Task:
Count the lines in the material below that contain the string "tree" and give only that number.
——
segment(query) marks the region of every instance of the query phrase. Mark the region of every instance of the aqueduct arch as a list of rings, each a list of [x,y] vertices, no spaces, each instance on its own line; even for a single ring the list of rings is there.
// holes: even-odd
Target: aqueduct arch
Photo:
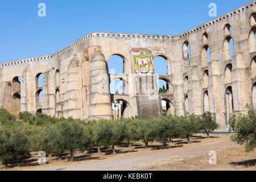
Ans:
[[[187,111],[203,114],[208,110],[208,100],[210,111],[225,129],[226,106],[230,106],[226,104],[227,88],[232,88],[234,112],[245,112],[244,106],[254,98],[255,2],[179,35],[95,32],[52,54],[0,64],[0,106],[86,121],[112,119],[113,98],[127,101],[123,102],[130,107],[127,115],[141,118],[161,115],[163,98],[171,101],[180,115]],[[233,53],[231,40],[235,40]],[[209,48],[210,61],[205,53]],[[124,60],[122,74],[108,72],[113,55]],[[158,56],[167,63],[163,68],[167,74],[159,78],[154,63]],[[208,73],[203,74],[205,70]],[[42,86],[38,85],[39,73],[44,76]],[[18,82],[13,82],[17,75],[19,90]],[[115,78],[122,79],[127,88],[121,96],[109,92]],[[159,94],[159,78],[172,92]]]

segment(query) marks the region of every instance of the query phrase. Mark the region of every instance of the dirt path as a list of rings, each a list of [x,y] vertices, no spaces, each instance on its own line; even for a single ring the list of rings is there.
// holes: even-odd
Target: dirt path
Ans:
[[[172,158],[197,155],[212,150],[228,148],[235,146],[229,140],[222,142],[167,149],[148,154],[120,156],[84,163],[40,168],[36,171],[133,171],[143,169],[143,166]]]

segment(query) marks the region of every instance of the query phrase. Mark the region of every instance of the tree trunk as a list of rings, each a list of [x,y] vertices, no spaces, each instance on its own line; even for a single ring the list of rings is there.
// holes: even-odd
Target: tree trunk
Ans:
[[[2,161],[3,165],[5,166],[5,168],[7,168],[8,167],[8,161],[3,160]]]
[[[98,146],[98,154],[100,154],[100,153],[101,153],[101,149],[100,148],[100,147]]]
[[[187,136],[187,139],[188,139],[188,143],[191,143],[191,142],[190,141],[189,136]]]
[[[70,151],[70,156],[71,156],[71,162],[72,163],[73,162],[73,151]]]
[[[115,151],[115,146],[112,146],[112,154],[117,154],[117,153]]]

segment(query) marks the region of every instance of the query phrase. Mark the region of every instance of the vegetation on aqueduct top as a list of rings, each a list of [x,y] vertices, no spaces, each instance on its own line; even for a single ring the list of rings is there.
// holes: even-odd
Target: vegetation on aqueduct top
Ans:
[[[255,110],[248,106],[246,114],[234,115],[230,125],[236,132],[233,140],[246,143],[246,151],[255,146]],[[117,121],[89,121],[87,122],[72,118],[60,119],[43,114],[20,113],[17,119],[0,109],[0,161],[5,167],[11,160],[26,156],[31,151],[45,151],[47,155],[60,158],[68,151],[71,160],[76,151],[88,147],[115,146],[126,142],[142,140],[146,147],[156,140],[164,147],[174,138],[185,137],[190,141],[193,134],[202,131],[209,137],[218,128],[209,112],[201,116],[165,115],[160,118],[122,119]]]

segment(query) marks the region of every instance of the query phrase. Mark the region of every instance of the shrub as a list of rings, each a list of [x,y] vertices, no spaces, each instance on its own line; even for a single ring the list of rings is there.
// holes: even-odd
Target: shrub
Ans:
[[[139,121],[137,119],[127,119],[125,120],[126,123],[126,137],[128,146],[130,142],[137,142],[140,140],[139,134],[138,129],[139,127]]]
[[[0,160],[5,167],[10,160],[27,155],[29,146],[27,138],[20,132],[0,124]]]
[[[90,143],[89,131],[82,125],[81,121],[71,118],[62,121],[59,124],[57,136],[58,139],[55,145],[60,143],[63,150],[69,151],[71,162],[73,162],[75,151],[83,152]]]
[[[111,123],[107,120],[100,120],[95,125],[93,141],[101,152],[100,147],[108,147],[111,144],[112,131]]]
[[[179,117],[178,125],[181,130],[181,135],[187,138],[188,143],[190,143],[190,137],[193,135],[193,134],[197,133],[200,131],[198,126],[199,119],[194,114],[186,117],[182,116]]]
[[[204,131],[207,134],[207,138],[209,138],[209,133],[212,132],[218,127],[214,118],[212,117],[212,114],[208,111],[202,115],[201,119],[199,120],[199,126],[200,130]]]
[[[148,142],[152,142],[155,138],[156,127],[155,123],[152,119],[138,120],[139,127],[138,133],[139,138],[142,140],[146,145],[148,146]]]
[[[0,108],[0,123],[5,125],[6,127],[14,127],[16,124],[16,118],[14,115],[11,114],[6,110]]]
[[[229,123],[236,134],[232,140],[240,144],[245,143],[247,152],[253,150],[256,146],[256,109],[247,105],[247,113],[232,115]]]
[[[110,144],[112,146],[113,154],[115,154],[114,146],[121,144],[126,138],[126,125],[123,121],[117,120],[113,121],[111,126],[112,134]]]

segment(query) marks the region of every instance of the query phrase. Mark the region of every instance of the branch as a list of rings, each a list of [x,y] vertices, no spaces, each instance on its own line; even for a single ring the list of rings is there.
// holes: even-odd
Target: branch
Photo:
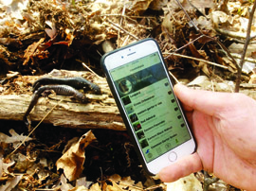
——
Reply to the exercise:
2